Direction: Repeat exactly the lines that run from the one containing "Task: set a point on the wrought" to the end of the data, and leave out all others.

·····

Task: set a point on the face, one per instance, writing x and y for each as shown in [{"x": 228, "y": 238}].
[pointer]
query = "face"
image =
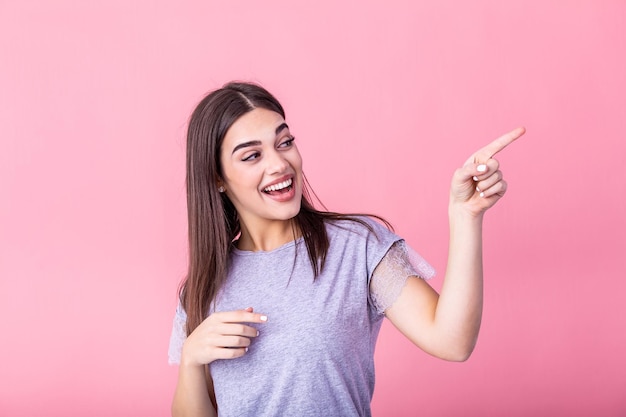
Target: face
[{"x": 261, "y": 168}]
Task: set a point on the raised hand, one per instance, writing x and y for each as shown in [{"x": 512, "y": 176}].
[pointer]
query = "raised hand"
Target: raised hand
[
  {"x": 222, "y": 335},
  {"x": 479, "y": 183}
]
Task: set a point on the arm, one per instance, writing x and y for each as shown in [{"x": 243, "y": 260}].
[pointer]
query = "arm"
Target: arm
[
  {"x": 447, "y": 325},
  {"x": 193, "y": 392}
]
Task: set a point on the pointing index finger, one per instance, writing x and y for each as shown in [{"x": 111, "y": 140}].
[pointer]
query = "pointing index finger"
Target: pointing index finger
[{"x": 497, "y": 145}]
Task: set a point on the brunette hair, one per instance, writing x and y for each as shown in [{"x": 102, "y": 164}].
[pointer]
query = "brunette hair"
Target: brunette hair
[{"x": 212, "y": 219}]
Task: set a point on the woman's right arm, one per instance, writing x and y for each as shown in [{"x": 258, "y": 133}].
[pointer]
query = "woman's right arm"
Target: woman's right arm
[
  {"x": 193, "y": 392},
  {"x": 222, "y": 335}
]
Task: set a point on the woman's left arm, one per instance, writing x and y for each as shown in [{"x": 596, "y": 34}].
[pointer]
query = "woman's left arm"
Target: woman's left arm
[{"x": 446, "y": 325}]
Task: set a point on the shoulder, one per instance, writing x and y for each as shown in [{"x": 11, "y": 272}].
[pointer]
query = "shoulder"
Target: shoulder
[{"x": 359, "y": 227}]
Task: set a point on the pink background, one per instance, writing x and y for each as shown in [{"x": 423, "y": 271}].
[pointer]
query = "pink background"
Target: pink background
[{"x": 386, "y": 99}]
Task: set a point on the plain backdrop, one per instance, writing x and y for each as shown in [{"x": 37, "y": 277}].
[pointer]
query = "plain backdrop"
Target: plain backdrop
[{"x": 386, "y": 100}]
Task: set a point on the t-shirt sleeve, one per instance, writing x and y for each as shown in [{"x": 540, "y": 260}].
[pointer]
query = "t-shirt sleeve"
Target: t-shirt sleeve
[
  {"x": 390, "y": 275},
  {"x": 178, "y": 336}
]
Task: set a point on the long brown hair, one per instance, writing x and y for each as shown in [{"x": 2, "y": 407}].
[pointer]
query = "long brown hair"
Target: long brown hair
[{"x": 212, "y": 219}]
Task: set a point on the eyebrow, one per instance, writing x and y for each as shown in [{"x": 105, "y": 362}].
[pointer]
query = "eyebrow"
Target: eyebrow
[{"x": 279, "y": 129}]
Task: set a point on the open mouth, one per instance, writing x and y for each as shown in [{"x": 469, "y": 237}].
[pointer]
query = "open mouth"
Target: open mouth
[{"x": 280, "y": 188}]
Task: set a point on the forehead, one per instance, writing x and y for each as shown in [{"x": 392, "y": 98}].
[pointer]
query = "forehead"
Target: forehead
[{"x": 257, "y": 124}]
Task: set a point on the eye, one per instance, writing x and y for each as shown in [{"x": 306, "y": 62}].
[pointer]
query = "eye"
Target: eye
[
  {"x": 252, "y": 156},
  {"x": 287, "y": 143}
]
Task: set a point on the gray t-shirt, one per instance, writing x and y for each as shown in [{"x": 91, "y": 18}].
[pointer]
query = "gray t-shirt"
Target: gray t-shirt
[{"x": 315, "y": 355}]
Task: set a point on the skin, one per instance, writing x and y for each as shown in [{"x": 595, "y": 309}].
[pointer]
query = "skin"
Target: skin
[{"x": 258, "y": 151}]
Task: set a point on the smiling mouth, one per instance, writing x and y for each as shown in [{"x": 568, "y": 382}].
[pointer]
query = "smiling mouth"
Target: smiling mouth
[{"x": 281, "y": 187}]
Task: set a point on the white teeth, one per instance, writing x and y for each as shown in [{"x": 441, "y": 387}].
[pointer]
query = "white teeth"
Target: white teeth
[{"x": 279, "y": 186}]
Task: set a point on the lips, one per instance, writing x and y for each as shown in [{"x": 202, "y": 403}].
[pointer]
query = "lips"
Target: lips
[{"x": 281, "y": 190}]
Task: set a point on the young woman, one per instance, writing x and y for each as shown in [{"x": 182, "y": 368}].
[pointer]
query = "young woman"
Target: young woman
[{"x": 282, "y": 303}]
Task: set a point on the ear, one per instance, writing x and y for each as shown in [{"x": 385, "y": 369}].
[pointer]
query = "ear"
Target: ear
[{"x": 220, "y": 186}]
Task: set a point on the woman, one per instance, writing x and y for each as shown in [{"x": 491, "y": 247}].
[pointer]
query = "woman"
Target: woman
[{"x": 282, "y": 303}]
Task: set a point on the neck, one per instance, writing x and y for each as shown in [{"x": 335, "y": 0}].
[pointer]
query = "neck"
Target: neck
[{"x": 268, "y": 236}]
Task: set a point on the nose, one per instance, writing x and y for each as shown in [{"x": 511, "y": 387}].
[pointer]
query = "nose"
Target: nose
[{"x": 276, "y": 163}]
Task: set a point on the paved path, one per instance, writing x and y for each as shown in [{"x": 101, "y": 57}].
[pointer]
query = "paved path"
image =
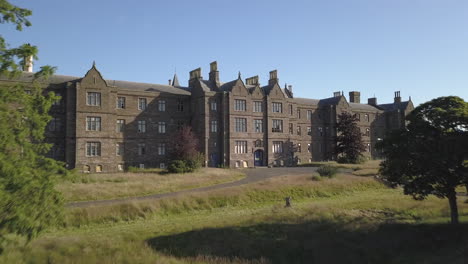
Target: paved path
[{"x": 252, "y": 175}]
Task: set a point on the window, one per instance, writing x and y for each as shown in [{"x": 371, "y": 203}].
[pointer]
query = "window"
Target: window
[
  {"x": 161, "y": 127},
  {"x": 277, "y": 147},
  {"x": 120, "y": 125},
  {"x": 239, "y": 105},
  {"x": 214, "y": 126},
  {"x": 277, "y": 107},
  {"x": 180, "y": 105},
  {"x": 258, "y": 106},
  {"x": 161, "y": 106},
  {"x": 240, "y": 147},
  {"x": 141, "y": 149},
  {"x": 93, "y": 149},
  {"x": 93, "y": 99},
  {"x": 142, "y": 103},
  {"x": 120, "y": 102},
  {"x": 93, "y": 123},
  {"x": 258, "y": 125},
  {"x": 58, "y": 101},
  {"x": 214, "y": 105},
  {"x": 141, "y": 126},
  {"x": 55, "y": 124},
  {"x": 277, "y": 125},
  {"x": 241, "y": 124},
  {"x": 119, "y": 149},
  {"x": 162, "y": 149}
]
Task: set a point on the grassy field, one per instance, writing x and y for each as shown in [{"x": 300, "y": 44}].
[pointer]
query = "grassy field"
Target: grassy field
[
  {"x": 346, "y": 219},
  {"x": 107, "y": 186}
]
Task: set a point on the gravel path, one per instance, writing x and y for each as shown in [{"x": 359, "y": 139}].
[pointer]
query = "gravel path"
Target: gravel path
[{"x": 252, "y": 175}]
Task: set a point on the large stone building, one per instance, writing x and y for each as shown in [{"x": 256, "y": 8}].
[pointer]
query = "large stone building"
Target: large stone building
[{"x": 106, "y": 125}]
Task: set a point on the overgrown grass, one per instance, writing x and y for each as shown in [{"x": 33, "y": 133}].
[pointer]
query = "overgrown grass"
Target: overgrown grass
[
  {"x": 107, "y": 186},
  {"x": 347, "y": 219}
]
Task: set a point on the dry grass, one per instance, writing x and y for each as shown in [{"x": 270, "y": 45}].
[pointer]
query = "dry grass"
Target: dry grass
[{"x": 108, "y": 186}]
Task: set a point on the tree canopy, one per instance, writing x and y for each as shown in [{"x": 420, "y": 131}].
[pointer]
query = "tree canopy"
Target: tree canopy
[
  {"x": 349, "y": 146},
  {"x": 428, "y": 156},
  {"x": 29, "y": 202}
]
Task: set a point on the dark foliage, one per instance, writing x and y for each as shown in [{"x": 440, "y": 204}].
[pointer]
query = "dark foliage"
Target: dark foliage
[
  {"x": 349, "y": 146},
  {"x": 428, "y": 156}
]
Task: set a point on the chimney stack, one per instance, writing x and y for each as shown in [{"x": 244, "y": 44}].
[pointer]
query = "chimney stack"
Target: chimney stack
[
  {"x": 355, "y": 97},
  {"x": 28, "y": 64},
  {"x": 273, "y": 77},
  {"x": 214, "y": 73},
  {"x": 372, "y": 101},
  {"x": 397, "y": 98}
]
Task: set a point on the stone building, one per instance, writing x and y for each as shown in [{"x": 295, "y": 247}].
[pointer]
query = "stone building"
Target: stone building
[{"x": 105, "y": 125}]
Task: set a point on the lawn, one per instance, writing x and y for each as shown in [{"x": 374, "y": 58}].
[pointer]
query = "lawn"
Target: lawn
[
  {"x": 346, "y": 219},
  {"x": 117, "y": 185}
]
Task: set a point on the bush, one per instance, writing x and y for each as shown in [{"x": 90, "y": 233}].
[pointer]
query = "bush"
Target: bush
[
  {"x": 316, "y": 177},
  {"x": 327, "y": 171},
  {"x": 178, "y": 166}
]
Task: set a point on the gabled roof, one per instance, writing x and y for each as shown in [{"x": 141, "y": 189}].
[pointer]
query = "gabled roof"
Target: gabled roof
[{"x": 394, "y": 106}]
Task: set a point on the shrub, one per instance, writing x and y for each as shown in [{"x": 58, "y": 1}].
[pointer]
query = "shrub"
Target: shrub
[
  {"x": 316, "y": 177},
  {"x": 178, "y": 166},
  {"x": 327, "y": 171}
]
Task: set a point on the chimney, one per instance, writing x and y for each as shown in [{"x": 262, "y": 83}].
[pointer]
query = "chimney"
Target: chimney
[
  {"x": 273, "y": 77},
  {"x": 397, "y": 98},
  {"x": 252, "y": 80},
  {"x": 214, "y": 73},
  {"x": 355, "y": 97},
  {"x": 195, "y": 75},
  {"x": 28, "y": 64},
  {"x": 372, "y": 101}
]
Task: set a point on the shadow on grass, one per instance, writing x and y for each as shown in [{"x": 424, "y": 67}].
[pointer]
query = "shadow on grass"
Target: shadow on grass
[{"x": 321, "y": 242}]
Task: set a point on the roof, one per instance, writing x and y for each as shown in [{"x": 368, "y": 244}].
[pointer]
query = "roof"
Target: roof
[
  {"x": 306, "y": 101},
  {"x": 394, "y": 106},
  {"x": 58, "y": 79}
]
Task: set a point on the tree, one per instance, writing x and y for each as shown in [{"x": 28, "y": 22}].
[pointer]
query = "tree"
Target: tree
[
  {"x": 184, "y": 153},
  {"x": 349, "y": 146},
  {"x": 29, "y": 202},
  {"x": 428, "y": 156}
]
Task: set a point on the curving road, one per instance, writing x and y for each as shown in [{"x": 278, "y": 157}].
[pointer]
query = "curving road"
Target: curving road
[{"x": 252, "y": 175}]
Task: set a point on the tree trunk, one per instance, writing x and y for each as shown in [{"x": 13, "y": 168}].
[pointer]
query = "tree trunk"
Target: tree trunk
[{"x": 453, "y": 207}]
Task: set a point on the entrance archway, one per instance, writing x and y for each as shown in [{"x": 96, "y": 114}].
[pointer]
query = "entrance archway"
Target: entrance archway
[{"x": 258, "y": 157}]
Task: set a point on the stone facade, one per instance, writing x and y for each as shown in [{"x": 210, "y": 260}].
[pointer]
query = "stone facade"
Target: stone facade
[{"x": 104, "y": 125}]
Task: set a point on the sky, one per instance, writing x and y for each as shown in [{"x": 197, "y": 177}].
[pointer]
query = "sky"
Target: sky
[{"x": 418, "y": 47}]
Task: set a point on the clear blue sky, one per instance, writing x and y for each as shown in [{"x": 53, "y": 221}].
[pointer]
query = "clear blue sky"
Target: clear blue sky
[{"x": 419, "y": 47}]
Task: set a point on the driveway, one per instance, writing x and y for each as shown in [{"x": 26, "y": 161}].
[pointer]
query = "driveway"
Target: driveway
[{"x": 252, "y": 175}]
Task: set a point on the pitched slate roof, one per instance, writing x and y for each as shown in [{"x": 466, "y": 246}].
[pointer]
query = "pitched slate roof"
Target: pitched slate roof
[
  {"x": 394, "y": 106},
  {"x": 58, "y": 79}
]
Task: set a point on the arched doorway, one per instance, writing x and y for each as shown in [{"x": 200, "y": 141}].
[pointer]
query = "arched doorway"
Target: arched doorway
[{"x": 258, "y": 157}]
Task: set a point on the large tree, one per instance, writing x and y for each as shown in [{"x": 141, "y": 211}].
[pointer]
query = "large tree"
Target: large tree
[
  {"x": 349, "y": 146},
  {"x": 29, "y": 202},
  {"x": 428, "y": 156}
]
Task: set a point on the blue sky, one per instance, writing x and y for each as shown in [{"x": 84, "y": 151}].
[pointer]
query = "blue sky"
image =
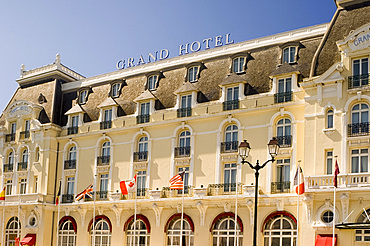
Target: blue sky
[{"x": 91, "y": 36}]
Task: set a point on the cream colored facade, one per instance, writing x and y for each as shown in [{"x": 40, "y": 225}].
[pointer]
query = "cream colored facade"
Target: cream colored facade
[{"x": 302, "y": 87}]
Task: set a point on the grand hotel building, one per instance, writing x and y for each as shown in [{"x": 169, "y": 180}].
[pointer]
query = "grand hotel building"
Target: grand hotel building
[{"x": 307, "y": 87}]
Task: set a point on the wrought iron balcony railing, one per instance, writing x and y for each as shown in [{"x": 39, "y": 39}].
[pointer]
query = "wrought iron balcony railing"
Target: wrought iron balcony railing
[
  {"x": 68, "y": 198},
  {"x": 105, "y": 125},
  {"x": 10, "y": 137},
  {"x": 8, "y": 168},
  {"x": 72, "y": 130},
  {"x": 284, "y": 141},
  {"x": 140, "y": 156},
  {"x": 143, "y": 118},
  {"x": 358, "y": 81},
  {"x": 182, "y": 151},
  {"x": 103, "y": 160},
  {"x": 358, "y": 129},
  {"x": 183, "y": 112},
  {"x": 70, "y": 164},
  {"x": 280, "y": 187},
  {"x": 24, "y": 135},
  {"x": 22, "y": 166},
  {"x": 284, "y": 97},
  {"x": 230, "y": 105},
  {"x": 229, "y": 147}
]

·····

Output below:
Task: set a point on the wrought iron balcony railing, one per instance, writing x and y for each as shown in [{"x": 39, "y": 39}].
[pointer]
query = "wrought iron balcony railing"
Target: wrought iron balcony railing
[
  {"x": 68, "y": 198},
  {"x": 105, "y": 125},
  {"x": 10, "y": 137},
  {"x": 8, "y": 168},
  {"x": 72, "y": 130},
  {"x": 284, "y": 141},
  {"x": 140, "y": 156},
  {"x": 143, "y": 118},
  {"x": 358, "y": 81},
  {"x": 182, "y": 151},
  {"x": 103, "y": 160},
  {"x": 358, "y": 129},
  {"x": 183, "y": 112},
  {"x": 70, "y": 164},
  {"x": 280, "y": 187},
  {"x": 24, "y": 135},
  {"x": 22, "y": 166},
  {"x": 284, "y": 97},
  {"x": 230, "y": 105},
  {"x": 229, "y": 147}
]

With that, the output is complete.